Skip every line before the one containing "Target: ocean", then copy that line and the rest of the entries below exactly, through the last line.

(DATA EXCERPTS Opens)

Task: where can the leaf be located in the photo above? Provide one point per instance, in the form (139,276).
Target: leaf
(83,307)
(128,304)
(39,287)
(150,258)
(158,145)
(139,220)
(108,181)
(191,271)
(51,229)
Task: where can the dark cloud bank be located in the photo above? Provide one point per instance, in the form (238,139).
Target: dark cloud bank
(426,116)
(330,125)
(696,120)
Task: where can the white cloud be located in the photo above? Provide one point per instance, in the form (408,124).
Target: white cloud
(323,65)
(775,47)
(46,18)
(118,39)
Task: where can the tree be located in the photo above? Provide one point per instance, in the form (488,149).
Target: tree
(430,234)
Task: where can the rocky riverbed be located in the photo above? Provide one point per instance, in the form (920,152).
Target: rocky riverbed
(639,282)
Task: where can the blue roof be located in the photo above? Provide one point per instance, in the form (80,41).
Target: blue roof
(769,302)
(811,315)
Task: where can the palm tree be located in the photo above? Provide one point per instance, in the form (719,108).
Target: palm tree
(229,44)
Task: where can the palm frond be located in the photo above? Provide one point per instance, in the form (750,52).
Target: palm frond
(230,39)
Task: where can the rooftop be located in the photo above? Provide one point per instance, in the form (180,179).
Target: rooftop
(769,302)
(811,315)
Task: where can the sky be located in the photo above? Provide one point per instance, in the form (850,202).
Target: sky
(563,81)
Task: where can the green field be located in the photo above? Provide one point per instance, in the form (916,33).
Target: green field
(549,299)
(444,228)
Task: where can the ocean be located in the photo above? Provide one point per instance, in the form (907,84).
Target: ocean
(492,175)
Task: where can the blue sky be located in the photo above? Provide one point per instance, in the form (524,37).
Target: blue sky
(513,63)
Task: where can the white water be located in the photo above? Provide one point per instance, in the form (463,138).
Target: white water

(DATA EXCERPTS Closes)

» RESPONSE:
Target: ocean
(492,175)
Task: where can the blue sky be located in the photo above? Provide one point per instance, in the form (524,37).
Target: blue sky
(513,63)
Task: where can the white water be located in the photo above? Provide one point per instance, in the form (463,138).
Target: white water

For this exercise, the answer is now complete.